Text passage:
Chapter 16.1, Problem 16.36P

(a)

To determine

The angular acceleration of gear A $\left({\alpha }_A\right)$.

Answer to Problem 16.36P

The angular acceleration of gear A is $\left({\alpha }_A\right)$ $\underset{\_}{6.06\text{rad}/{\text{s}}^{\text{2}}}$.

Explanation of Solution

The mass of the gear A and B $\left(m_A\text{and}{m}_B\right)$ is 9 kg.

The radius of gyration $\left(k_{A,B}\right)$ is 200 mm.

The mas of the gear C $\left(m_C\right)$ is 3 kg.

The radius of gyration $\left(k_C\right)$ is 75 mm.

The magnitude of couple (M) is 5 N-m.

Calculation:

Find the tangential acceleration $\left(a_t\right)$ of gear teeth:

$a_t=\alpha r$

Here, r radius of gear.

Calculate the tangential acceleration of gear A:

$\begin{array}{c}{a}_t=\left(250\text{mm}\times \frac{1\text{m}}{1000\text{mm}}\right){\alpha }_A\\ =0.25{\alpha }_A\end{array}$ (1)

Calculate the tangential acceleration of gear B.

$\begin{array}{c}{a}_t=\left(250\text{mm}\times \frac{1\text{m}}{1000\text{mm}}\right){\alpha }_B\\ =0.25{\alpha }_B\end{array}$ (2)

Calculate the tangential acceleration of gear C.

$\begin{array}{c}{a}_t=\left(100\text{mm}\times \frac{1\text{m}}{1000\text{mm}}\right){\alpha }_C\\ =0.1{\alpha }_C\end{array}$ (3)

Equate Equation (1) and (2).

$\begin{array}{l}0.25{\alpha }_A=0.25{\alpha }_B\\ {\alpha }_A={\alpha }_B\end{array}$

Equate Equation (1) and (3).

$\begin{array}{l}0.25{\alpha }_A=0.1{\alpha }_C\\ {\alpha }_C=2.5{\alpha }_A\end{array}$

Show the free body diagram and kinetic diagram of Gear B as in Figure (1).

Take moment about point B.

Given instruction 1: Pull out each line of the listing below that contains the string "flowers". Case counts.

Entries from a pointing dataset:
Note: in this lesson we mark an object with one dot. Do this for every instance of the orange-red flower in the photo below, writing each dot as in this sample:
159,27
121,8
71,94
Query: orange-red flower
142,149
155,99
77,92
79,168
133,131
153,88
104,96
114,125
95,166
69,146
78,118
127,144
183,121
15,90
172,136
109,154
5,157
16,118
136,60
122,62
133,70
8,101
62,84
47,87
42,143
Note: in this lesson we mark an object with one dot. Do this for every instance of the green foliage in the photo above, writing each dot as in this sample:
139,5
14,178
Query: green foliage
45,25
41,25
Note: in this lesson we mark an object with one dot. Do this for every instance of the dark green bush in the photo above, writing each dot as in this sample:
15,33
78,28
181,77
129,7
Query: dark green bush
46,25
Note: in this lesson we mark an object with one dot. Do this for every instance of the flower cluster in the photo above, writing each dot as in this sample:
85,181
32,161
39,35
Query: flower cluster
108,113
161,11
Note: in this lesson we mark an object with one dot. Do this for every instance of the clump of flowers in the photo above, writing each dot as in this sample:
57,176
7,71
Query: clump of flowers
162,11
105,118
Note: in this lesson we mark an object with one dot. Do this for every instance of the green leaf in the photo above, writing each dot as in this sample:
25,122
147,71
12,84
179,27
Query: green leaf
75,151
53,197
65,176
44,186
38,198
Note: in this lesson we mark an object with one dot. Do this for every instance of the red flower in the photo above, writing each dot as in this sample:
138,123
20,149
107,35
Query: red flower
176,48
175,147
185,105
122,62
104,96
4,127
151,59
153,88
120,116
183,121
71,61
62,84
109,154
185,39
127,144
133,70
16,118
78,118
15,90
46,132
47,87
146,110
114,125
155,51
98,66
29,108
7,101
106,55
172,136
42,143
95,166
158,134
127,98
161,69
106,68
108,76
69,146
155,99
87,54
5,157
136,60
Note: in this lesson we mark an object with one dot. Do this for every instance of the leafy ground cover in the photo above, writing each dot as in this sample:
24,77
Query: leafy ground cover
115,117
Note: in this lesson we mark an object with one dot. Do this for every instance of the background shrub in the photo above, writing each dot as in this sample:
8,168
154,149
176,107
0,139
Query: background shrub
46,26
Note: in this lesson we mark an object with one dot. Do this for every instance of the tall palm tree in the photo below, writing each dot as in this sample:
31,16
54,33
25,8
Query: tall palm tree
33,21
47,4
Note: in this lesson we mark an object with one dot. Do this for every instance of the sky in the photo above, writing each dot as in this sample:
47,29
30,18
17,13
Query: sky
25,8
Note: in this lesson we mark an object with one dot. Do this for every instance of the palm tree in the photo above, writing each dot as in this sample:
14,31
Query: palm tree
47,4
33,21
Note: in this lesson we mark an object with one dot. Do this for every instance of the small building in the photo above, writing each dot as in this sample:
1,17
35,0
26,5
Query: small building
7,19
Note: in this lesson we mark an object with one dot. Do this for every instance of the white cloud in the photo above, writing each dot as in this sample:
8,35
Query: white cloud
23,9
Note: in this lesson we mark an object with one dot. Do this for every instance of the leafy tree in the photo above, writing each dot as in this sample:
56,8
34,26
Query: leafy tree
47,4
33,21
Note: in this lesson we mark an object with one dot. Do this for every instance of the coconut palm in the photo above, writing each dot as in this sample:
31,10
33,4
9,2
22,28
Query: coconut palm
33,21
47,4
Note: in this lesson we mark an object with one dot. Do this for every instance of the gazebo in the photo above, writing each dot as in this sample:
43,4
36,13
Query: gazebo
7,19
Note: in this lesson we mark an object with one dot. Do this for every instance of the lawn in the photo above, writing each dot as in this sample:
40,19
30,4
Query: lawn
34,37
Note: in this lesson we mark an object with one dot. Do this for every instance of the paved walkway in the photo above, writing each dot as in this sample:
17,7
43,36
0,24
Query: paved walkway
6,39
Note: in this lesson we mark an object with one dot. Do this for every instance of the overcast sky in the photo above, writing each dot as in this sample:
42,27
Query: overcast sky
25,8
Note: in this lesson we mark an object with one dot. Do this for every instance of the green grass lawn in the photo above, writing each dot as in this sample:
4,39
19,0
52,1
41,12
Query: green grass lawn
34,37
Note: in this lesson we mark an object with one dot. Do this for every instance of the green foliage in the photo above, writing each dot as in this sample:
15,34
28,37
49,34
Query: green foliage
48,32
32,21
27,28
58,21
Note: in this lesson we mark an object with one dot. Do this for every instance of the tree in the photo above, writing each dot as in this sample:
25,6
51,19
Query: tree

Given instruction 2: In the gear problem solution, what is the radius of gyration of gear C?

Worked answer 1:
Note: in this lesson we mark an object with one dot. Do this for every instance of the clump of flowers in the photo above, writing each dot as in this sample:
Query: clump of flowers

Worked answer 2: 75 mm